Required task
Extract exactly the range of lines bounded by the line containing "Tag each instance of the water" and the final line of the listing, both ends included, and no other lines.

Data shown

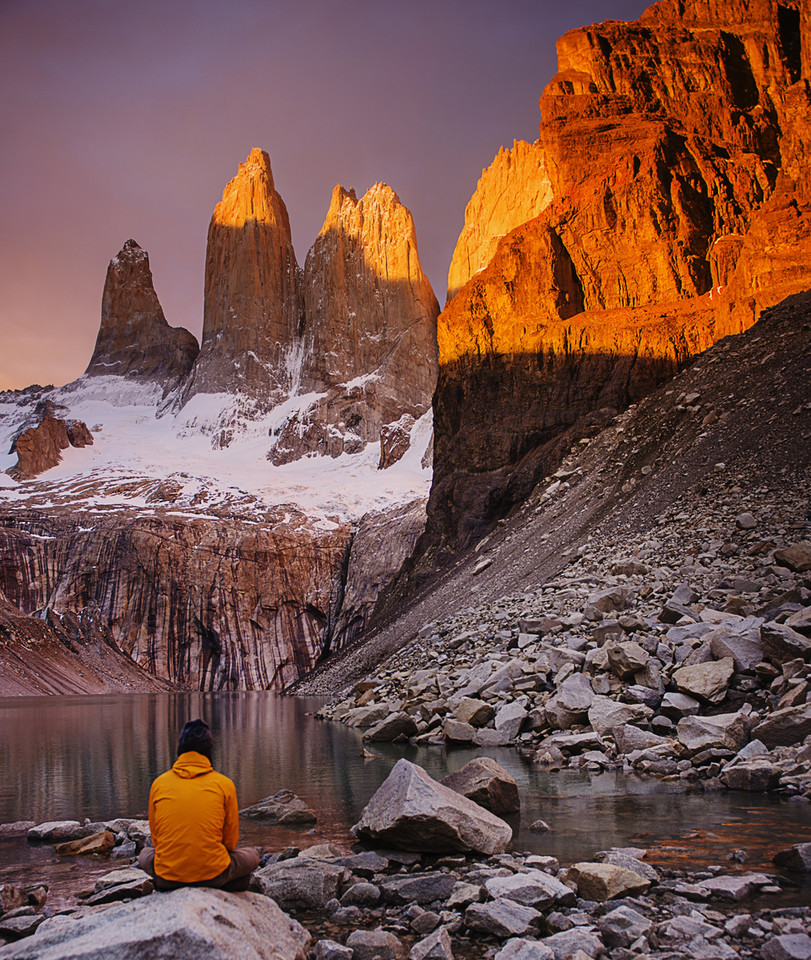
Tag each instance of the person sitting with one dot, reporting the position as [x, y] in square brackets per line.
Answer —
[194, 820]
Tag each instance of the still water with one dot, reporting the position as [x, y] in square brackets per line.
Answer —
[76, 757]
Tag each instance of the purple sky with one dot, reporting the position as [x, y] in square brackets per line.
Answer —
[126, 119]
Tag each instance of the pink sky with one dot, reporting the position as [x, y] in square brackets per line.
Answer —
[126, 120]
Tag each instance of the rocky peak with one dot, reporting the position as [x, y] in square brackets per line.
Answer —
[134, 339]
[676, 147]
[513, 189]
[252, 306]
[369, 307]
[368, 346]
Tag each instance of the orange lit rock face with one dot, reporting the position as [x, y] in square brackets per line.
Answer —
[676, 151]
[513, 189]
[253, 301]
[134, 339]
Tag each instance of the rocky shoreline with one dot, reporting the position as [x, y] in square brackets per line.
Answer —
[680, 652]
[467, 897]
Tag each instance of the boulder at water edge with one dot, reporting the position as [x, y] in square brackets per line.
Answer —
[487, 783]
[195, 924]
[411, 811]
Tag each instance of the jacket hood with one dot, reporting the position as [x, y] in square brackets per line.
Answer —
[191, 764]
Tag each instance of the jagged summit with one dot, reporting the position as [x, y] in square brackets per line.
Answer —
[134, 339]
[252, 308]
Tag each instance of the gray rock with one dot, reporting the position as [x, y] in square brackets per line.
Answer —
[732, 887]
[192, 923]
[745, 648]
[367, 944]
[397, 726]
[455, 731]
[781, 643]
[727, 731]
[331, 950]
[301, 882]
[571, 702]
[797, 857]
[756, 776]
[12, 895]
[361, 894]
[487, 783]
[20, 926]
[627, 658]
[789, 946]
[567, 943]
[533, 888]
[784, 727]
[510, 717]
[502, 918]
[630, 738]
[707, 681]
[519, 949]
[473, 711]
[606, 881]
[418, 887]
[412, 811]
[57, 831]
[797, 556]
[605, 714]
[283, 807]
[436, 946]
[621, 927]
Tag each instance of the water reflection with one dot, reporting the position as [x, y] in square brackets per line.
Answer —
[69, 757]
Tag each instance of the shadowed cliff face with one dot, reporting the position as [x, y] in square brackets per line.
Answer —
[134, 339]
[676, 151]
[368, 341]
[208, 606]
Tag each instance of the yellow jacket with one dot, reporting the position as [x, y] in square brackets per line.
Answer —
[194, 820]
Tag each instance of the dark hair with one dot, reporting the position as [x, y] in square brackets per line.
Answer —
[195, 735]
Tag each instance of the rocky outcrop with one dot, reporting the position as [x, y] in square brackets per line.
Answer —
[206, 605]
[40, 447]
[69, 654]
[200, 601]
[368, 345]
[134, 339]
[253, 305]
[681, 208]
[513, 189]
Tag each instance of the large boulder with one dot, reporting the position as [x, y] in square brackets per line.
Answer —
[487, 783]
[283, 807]
[301, 882]
[571, 703]
[707, 681]
[191, 923]
[605, 714]
[411, 811]
[606, 881]
[784, 727]
[726, 731]
[781, 643]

Result of this task
Tag each instance of the water reflection with one dot, reporting the position as [x, y] in square brackets per line.
Answer —
[69, 757]
Tag each instance of the shadowed cliff face with one dot, reporting the position as [x, y] in square brackets per line.
Answer —
[134, 339]
[676, 151]
[368, 341]
[208, 606]
Tag each instance of the yellow jacket with one dot, reporting the position as [x, y] in square brackets per line.
Answer —
[194, 820]
Tag each instance of the dark hair with one dot, reporting the position as [x, y] in square brackets per line.
Answer —
[195, 735]
Tag each instance of the rocky outcrop with one dot, reporting the position as [x, y] in square brackets per line.
Answer —
[206, 605]
[40, 447]
[69, 654]
[200, 601]
[368, 345]
[134, 339]
[253, 305]
[681, 208]
[513, 189]
Tag each instance of the large boulder with one dot, reporting the position as [x, y] in square brackets per line.
Answer —
[487, 783]
[283, 807]
[301, 882]
[571, 703]
[707, 681]
[191, 923]
[605, 714]
[411, 811]
[606, 881]
[784, 727]
[726, 731]
[781, 643]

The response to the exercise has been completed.